[INSTRUCTION]
Arrange every line of the items below as a numbered list, skipping any blank lines. Leave the pictures out of your answer.

(Items from a data source)
□ □ □ □ □ □ □
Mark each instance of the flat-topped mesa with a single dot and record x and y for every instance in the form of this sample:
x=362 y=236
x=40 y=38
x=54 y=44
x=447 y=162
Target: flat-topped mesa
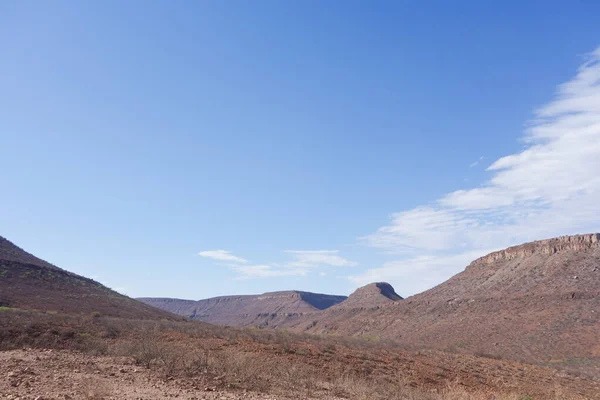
□ □ □ □ □ □ □
[TASK SOLUTION]
1. Mark each instance of the flat-topped mesa with a single dot and record x and y for every instance in the form of this sample:
2. x=362 y=236
3. x=40 y=38
4. x=54 y=44
5. x=447 y=162
6. Target: flat-topped mesa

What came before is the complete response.